* Given exercise:
Please present the records from their first line through the line containing "pixel 263 250" as a numbered list, skipping any blank lines and leaving the pictures out.

[Point-labeling dataset excerpts]
--- begin ---

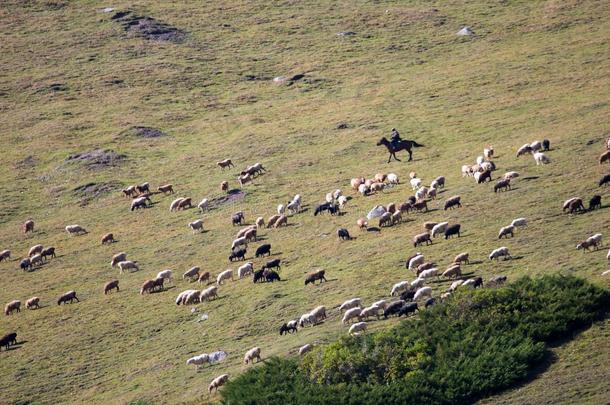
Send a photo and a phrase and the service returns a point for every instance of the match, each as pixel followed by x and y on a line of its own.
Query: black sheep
pixel 595 202
pixel 263 250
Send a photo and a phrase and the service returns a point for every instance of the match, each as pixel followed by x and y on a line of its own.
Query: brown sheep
pixel 204 277
pixel 108 238
pixel 28 226
pixel 33 303
pixel 111 285
pixel 185 203
pixel 12 307
pixel 421 238
pixel 282 220
pixel 168 188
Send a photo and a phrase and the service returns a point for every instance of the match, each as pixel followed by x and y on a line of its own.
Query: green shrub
pixel 475 343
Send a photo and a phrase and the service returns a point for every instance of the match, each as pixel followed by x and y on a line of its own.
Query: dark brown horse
pixel 402 145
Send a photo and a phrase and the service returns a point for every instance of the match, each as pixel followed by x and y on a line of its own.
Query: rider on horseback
pixel 395 139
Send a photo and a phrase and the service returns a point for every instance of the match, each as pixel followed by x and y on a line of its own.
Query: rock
pixel 464 32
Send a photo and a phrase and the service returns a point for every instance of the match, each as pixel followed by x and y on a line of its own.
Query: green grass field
pixel 72 81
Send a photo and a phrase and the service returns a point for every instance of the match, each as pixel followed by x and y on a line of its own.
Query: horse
pixel 402 145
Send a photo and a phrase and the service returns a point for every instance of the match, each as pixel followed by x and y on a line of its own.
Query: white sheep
pixel 357 328
pixel 174 205
pixel 225 275
pixel 433 272
pixel 416 261
pixel 541 159
pixel 305 349
pixel 502 251
pixel 196 225
pixel 399 287
pixel 519 222
pixel 75 229
pixel 354 302
pixel 422 292
pixel 128 265
pixel 190 273
pixel 351 314
pixel 245 269
pixel 199 360
pixel 238 242
pixel 218 382
pixel 254 353
pixel 439 229
pixel 204 205
pixel 165 274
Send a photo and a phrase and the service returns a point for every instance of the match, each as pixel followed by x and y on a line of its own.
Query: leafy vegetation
pixel 475 344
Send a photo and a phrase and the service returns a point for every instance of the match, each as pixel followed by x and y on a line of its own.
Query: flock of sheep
pixel 353 311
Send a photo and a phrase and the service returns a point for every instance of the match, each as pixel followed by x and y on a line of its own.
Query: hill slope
pixel 76 81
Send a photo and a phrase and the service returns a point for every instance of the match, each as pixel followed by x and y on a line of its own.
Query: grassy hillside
pixel 74 80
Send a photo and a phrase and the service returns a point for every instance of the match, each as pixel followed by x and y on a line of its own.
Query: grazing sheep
pixel 196 225
pixel 245 269
pixel 415 261
pixel 204 205
pixel 218 382
pixel 191 273
pixel 399 287
pixel 69 296
pixel 595 202
pixel 357 328
pixel 108 238
pixel 502 251
pixel 238 255
pixel 33 303
pixel 505 231
pixel 385 219
pixel 453 271
pixel 453 230
pixel 111 285
pixel 260 222
pixel 305 349
pixel 254 353
pixel 452 202
pixel 225 163
pixel 422 238
pixel 439 229
pixel 225 275
pixel 128 265
pixel 349 304
pixel 423 292
pixel 316 275
pixel 541 159
pixel 34 250
pixel 519 222
pixel 36 259
pixel 502 185
pixel 12 306
pixel 393 308
pixel 204 278
pixel 199 360
pixel 208 294
pixel 28 226
pixel 175 204
pixel 5 255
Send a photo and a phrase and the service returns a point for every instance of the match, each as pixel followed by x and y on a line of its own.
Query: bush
pixel 474 344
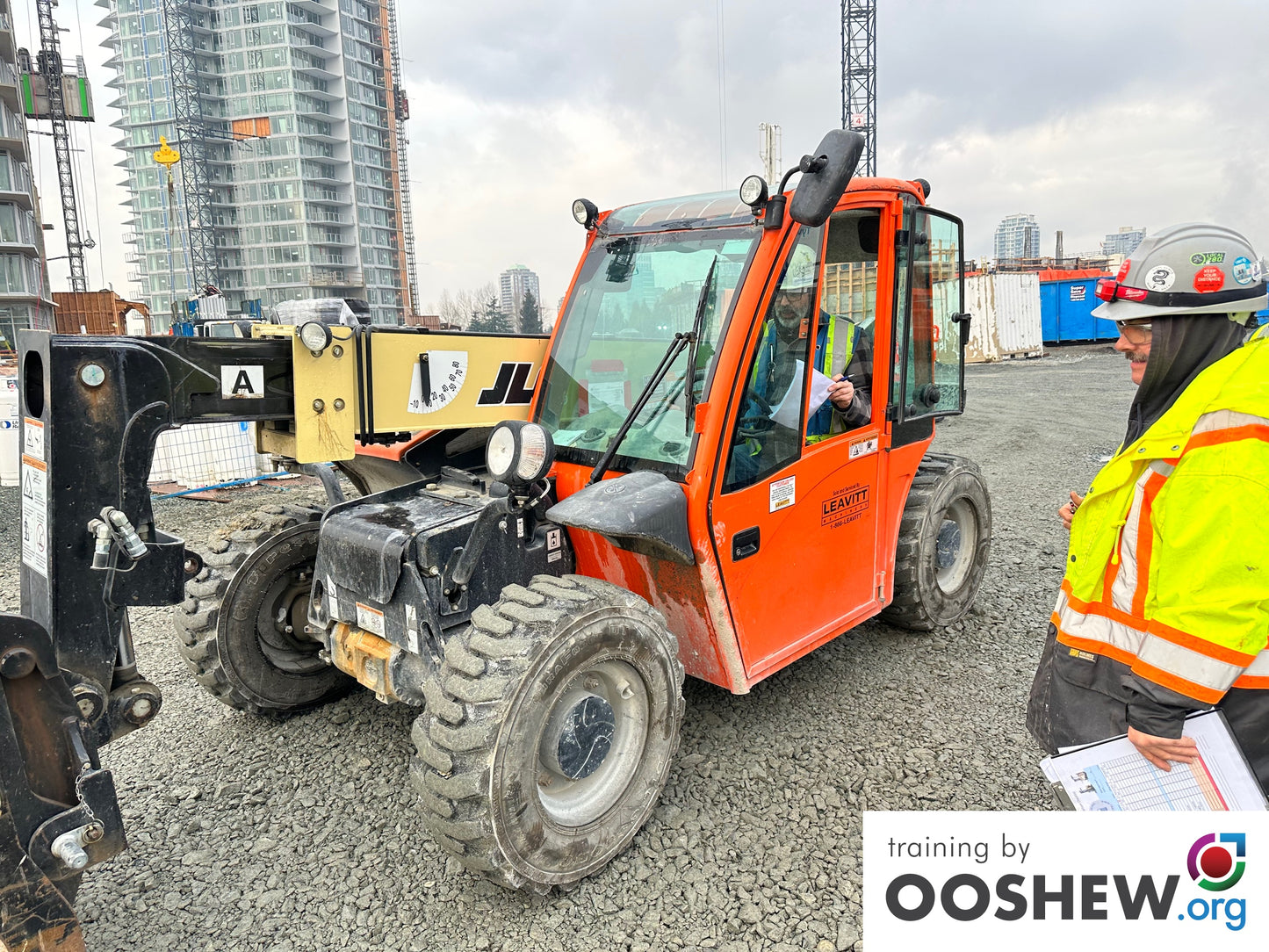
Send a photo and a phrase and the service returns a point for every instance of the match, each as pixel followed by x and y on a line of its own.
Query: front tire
pixel 550 732
pixel 234 624
pixel 943 545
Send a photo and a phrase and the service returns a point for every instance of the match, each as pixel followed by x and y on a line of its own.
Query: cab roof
pixel 716 210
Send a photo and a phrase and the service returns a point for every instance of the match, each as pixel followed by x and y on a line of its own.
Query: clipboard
pixel 1112 775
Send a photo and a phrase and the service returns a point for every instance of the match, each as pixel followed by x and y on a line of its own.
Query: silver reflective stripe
pixel 1191 666
pixel 1228 419
pixel 1259 667
pixel 1097 627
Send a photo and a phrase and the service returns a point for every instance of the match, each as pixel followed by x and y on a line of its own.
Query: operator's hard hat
pixel 1186 270
pixel 801 270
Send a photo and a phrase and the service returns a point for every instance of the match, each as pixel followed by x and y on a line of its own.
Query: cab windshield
pixel 635 292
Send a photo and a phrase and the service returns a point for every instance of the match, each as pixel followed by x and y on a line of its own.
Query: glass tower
pixel 301 155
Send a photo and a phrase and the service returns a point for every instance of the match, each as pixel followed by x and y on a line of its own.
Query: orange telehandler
pixel 717 462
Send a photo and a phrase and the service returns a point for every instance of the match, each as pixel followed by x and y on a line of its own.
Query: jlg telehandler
pixel 676 481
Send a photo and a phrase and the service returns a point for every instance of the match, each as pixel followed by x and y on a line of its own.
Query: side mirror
pixel 825 177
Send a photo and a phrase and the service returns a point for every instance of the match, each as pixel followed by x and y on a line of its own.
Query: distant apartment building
pixel 1017 236
pixel 25 299
pixel 1123 242
pixel 512 285
pixel 311 210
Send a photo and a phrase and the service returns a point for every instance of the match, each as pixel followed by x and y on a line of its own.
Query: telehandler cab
pixel 676 481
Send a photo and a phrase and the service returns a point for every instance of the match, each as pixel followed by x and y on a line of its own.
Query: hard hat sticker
pixel 1207 258
pixel 1208 278
pixel 1244 272
pixel 1160 278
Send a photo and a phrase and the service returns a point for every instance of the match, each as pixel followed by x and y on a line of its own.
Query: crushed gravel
pixel 301 834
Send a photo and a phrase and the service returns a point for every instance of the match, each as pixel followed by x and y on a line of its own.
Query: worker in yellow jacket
pixel 1165 603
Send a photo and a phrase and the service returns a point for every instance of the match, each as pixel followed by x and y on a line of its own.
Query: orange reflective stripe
pixel 1200 692
pixel 1231 435
pixel 1186 640
pixel 1145 544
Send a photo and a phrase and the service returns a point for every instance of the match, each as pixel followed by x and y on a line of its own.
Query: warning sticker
pixel 844 507
pixel 1208 278
pixel 33 438
pixel 783 493
pixel 370 618
pixel 862 447
pixel 34 515
pixel 244 381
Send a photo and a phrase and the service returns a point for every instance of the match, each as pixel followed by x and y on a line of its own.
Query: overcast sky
pixel 1088 114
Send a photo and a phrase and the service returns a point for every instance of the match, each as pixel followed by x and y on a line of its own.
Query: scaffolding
pixel 859 76
pixel 193 134
pixel 50 65
pixel 402 146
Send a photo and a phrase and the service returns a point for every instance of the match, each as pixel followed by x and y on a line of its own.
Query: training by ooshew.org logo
pixel 1212 866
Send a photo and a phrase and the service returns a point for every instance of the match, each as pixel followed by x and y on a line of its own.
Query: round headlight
pixel 753 191
pixel 315 335
pixel 537 453
pixel 501 452
pixel 585 213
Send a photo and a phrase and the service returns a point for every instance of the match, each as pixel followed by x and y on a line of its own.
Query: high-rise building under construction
pixel 302 156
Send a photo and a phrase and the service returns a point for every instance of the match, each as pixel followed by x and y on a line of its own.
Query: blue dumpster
pixel 1066 311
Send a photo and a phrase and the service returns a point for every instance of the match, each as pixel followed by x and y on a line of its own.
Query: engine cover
pixel 386 561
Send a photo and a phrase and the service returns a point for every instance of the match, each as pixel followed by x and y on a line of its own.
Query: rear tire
pixel 231 627
pixel 943 545
pixel 548 732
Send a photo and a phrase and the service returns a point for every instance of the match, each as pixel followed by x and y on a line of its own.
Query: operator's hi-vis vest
pixel 1168 569
pixel 835 357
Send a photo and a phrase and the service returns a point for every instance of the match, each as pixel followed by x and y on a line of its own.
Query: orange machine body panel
pixel 826 560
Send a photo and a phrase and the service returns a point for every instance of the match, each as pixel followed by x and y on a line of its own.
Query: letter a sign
pixel 242 381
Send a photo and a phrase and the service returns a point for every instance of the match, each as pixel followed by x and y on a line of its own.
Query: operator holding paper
pixel 1165 603
pixel 843 352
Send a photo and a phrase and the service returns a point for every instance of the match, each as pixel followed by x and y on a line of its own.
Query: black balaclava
pixel 1180 348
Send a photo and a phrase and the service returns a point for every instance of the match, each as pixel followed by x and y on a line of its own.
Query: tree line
pixel 479 311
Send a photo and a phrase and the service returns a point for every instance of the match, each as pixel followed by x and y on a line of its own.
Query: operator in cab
pixel 843 353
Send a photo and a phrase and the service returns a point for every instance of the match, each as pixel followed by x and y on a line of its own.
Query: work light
pixel 753 191
pixel 315 335
pixel 519 453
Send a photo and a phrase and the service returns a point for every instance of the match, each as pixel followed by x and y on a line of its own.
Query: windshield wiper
pixel 689 393
pixel 681 341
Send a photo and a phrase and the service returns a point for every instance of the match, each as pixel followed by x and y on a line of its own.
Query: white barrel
pixel 8 430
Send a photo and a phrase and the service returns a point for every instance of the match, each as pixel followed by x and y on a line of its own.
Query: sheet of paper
pixel 1113 775
pixel 789 412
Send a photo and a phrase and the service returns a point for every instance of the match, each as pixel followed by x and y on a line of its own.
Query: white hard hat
pixel 1186 270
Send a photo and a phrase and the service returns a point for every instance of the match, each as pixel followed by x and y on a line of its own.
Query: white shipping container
pixel 205 453
pixel 1006 310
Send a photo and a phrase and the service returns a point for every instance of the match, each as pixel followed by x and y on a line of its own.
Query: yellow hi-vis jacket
pixel 1168 569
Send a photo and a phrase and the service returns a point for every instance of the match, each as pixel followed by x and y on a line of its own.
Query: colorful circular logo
pixel 1217 866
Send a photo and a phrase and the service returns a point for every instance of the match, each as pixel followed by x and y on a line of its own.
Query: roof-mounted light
pixel 585 213
pixel 753 191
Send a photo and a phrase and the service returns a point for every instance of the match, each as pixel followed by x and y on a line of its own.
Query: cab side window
pixel 844 341
pixel 768 435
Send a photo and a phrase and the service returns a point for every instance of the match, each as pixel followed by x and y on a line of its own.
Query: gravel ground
pixel 254 833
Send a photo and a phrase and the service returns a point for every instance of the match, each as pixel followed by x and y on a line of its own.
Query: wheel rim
pixel 592 743
pixel 955 547
pixel 285 607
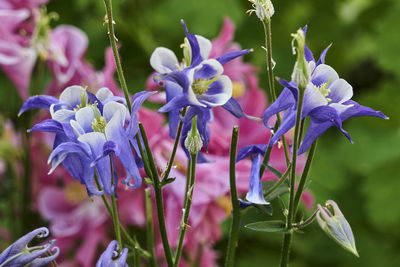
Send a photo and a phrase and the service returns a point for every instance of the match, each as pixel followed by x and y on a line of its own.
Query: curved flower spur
pixel 89 128
pixel 19 254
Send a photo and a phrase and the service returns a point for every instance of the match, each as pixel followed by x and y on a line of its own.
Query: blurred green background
pixel 362 178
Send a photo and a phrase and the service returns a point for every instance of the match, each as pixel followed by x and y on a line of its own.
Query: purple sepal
pixel 39 101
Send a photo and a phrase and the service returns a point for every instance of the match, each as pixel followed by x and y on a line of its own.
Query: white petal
pixel 104 93
pixel 78 130
pixel 163 60
pixel 341 91
pixel 312 98
pixel 72 95
pixel 112 108
pixel 205 46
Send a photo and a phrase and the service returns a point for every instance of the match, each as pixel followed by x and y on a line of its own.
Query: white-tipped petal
pixel 205 46
pixel 341 91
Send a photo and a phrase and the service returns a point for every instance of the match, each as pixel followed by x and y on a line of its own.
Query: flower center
pixel 238 89
pixel 323 89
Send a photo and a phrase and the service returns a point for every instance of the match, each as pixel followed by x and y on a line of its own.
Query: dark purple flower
pixel 19 254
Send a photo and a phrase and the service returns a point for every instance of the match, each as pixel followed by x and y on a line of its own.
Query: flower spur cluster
pixel 327 100
pixel 19 254
pixel 89 130
pixel 196 83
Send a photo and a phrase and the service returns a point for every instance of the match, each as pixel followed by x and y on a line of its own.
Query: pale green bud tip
pixel 336 226
pixel 262 8
pixel 193 141
pixel 301 72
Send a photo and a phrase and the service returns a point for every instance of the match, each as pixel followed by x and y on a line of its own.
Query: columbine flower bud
pixel 263 9
pixel 336 226
pixel 301 73
pixel 193 141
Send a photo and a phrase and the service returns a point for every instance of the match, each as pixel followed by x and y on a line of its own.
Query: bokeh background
pixel 362 178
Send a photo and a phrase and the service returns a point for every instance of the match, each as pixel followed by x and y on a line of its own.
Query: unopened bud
pixel 301 72
pixel 263 9
pixel 336 226
pixel 193 141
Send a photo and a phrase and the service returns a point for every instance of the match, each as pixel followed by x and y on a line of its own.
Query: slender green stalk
pixel 113 42
pixel 279 182
pixel 136 256
pixel 304 176
pixel 124 232
pixel 288 236
pixel 150 232
pixel 176 143
pixel 116 222
pixel 186 209
pixel 235 224
pixel 159 201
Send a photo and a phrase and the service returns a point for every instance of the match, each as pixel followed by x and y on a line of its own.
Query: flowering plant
pixel 221 152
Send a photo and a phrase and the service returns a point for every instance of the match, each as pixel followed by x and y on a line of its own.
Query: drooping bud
pixel 263 9
pixel 301 72
pixel 193 141
pixel 336 226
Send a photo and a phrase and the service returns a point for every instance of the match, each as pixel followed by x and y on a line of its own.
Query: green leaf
pixel 268 226
pixel 281 190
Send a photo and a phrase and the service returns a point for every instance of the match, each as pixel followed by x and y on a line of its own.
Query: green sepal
pixel 268 226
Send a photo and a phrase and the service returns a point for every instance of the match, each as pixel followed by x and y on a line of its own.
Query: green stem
pixel 288 236
pixel 188 201
pixel 304 176
pixel 158 195
pixel 150 232
pixel 272 92
pixel 113 42
pixel 235 224
pixel 176 143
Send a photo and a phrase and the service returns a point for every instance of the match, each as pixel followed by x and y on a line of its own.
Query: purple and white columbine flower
pixel 111 257
pixel 89 128
pixel 19 254
pixel 327 101
pixel 197 82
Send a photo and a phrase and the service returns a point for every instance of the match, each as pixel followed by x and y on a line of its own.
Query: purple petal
pixel 39 101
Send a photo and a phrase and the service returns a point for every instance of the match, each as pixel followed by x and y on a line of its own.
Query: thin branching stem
pixel 235 223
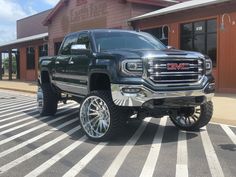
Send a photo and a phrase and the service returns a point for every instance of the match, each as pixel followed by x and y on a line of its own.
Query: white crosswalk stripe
pixel 14 123
pixel 29 155
pixel 182 156
pixel 28 106
pixel 118 161
pixel 35 128
pixel 23 125
pixel 34 112
pixel 20 111
pixel 6 105
pixel 83 162
pixel 212 158
pixel 150 164
pixel 25 143
pixel 39 170
pixel 230 133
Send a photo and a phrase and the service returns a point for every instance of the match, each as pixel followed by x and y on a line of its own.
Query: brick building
pixel 42 34
pixel 206 26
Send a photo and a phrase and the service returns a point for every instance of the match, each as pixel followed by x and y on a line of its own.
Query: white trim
pixel 26 39
pixel 178 7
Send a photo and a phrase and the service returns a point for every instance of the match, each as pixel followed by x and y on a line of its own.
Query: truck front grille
pixel 174 71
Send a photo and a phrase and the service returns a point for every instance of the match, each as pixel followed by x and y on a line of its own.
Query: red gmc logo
pixel 176 66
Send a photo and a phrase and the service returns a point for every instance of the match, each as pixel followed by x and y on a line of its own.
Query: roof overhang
pixel 161 3
pixel 54 11
pixel 24 40
pixel 178 8
pixel 63 3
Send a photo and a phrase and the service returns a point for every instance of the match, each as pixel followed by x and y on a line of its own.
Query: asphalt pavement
pixel 31 145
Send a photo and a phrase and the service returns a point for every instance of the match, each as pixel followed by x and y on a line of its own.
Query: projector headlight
pixel 208 66
pixel 132 67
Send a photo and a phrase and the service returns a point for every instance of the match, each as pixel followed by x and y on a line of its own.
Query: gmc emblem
pixel 176 66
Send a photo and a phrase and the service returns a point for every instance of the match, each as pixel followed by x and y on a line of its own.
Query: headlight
pixel 208 66
pixel 132 67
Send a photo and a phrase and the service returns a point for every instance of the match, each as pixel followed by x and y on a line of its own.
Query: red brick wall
pixel 93 14
pixel 28 75
pixel 226 48
pixel 32 25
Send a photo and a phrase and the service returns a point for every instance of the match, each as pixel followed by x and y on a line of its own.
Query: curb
pixel 19 90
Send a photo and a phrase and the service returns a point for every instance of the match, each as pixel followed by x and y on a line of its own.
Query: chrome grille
pixel 172 71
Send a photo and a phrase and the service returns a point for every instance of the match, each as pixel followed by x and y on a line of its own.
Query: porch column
pixel 36 61
pixel 10 64
pixel 0 65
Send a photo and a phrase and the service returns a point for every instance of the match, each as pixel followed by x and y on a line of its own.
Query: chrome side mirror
pixel 170 47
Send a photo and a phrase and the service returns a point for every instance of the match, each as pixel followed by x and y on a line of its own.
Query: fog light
pixel 211 86
pixel 131 90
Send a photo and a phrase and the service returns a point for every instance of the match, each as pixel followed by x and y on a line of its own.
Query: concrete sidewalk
pixel 29 87
pixel 224 104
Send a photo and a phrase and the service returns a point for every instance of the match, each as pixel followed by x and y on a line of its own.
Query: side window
pixel 69 41
pixel 84 39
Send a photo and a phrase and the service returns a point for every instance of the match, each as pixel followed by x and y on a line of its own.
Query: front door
pixel 77 68
pixel 60 76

--- end ---

* Response below:
1. Send a photo and a phrase and the service returns a point for every instance of the match, each as pixel followed by x and y on a line of its own.
2. Query: black sheep
3. pixel 595 202
4. pixel 263 250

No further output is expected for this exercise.